#### Exercise aim
Among the entries below, take the line with "Target: shallow water near shore" and the line with "Target: sheltered cove", and output them and every line between them exactly, with nothing else.

[Referring expression pointing data]
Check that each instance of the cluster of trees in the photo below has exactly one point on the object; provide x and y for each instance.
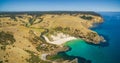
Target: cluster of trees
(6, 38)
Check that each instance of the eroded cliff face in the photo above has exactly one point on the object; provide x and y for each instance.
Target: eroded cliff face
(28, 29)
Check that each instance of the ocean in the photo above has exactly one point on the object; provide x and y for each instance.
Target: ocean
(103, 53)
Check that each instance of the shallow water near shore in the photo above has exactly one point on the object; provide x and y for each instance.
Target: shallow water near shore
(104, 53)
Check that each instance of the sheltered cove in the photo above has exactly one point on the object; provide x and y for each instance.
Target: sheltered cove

...

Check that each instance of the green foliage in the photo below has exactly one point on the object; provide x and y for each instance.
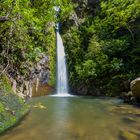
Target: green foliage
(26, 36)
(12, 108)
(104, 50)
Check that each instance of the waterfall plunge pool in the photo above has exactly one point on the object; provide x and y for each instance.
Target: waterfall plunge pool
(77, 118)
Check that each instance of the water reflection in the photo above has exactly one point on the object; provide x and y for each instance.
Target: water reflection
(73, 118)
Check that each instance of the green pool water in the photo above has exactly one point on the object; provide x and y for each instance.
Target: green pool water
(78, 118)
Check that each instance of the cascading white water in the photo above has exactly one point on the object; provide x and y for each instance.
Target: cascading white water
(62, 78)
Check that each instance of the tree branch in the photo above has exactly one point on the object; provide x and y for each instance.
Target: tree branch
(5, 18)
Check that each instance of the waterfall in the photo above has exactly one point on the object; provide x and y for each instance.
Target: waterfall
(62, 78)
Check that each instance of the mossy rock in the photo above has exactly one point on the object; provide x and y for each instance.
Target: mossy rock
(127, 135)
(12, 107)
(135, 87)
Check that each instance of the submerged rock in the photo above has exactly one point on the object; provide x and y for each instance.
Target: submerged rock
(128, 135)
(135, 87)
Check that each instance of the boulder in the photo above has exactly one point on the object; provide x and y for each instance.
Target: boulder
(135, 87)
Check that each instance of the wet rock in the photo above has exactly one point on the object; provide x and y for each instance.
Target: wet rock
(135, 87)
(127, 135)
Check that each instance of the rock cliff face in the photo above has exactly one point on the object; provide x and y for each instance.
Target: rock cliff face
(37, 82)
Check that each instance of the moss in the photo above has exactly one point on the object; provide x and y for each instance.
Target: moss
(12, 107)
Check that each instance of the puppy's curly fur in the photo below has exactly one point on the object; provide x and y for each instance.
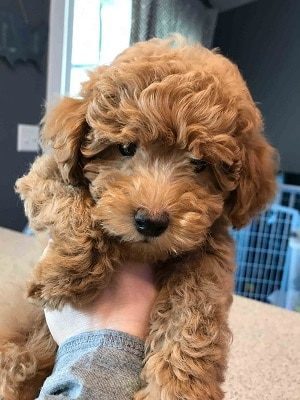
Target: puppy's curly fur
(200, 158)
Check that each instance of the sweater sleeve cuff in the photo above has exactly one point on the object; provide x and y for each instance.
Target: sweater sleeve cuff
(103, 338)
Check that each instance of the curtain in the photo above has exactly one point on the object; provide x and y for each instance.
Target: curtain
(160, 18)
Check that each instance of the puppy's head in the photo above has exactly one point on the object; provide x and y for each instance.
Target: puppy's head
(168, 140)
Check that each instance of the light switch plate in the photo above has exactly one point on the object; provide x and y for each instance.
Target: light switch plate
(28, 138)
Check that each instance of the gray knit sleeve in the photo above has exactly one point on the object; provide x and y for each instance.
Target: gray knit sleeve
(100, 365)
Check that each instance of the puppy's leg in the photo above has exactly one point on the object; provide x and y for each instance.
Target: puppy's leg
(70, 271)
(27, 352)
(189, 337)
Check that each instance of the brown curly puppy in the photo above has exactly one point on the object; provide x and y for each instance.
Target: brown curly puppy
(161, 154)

#### Answer space
Target: shallow water near shore
(104, 53)
Check that each instance of the sheltered cove in the photo above has exactly one point on the object; provide x and y for each instance.
Target: sheltered cove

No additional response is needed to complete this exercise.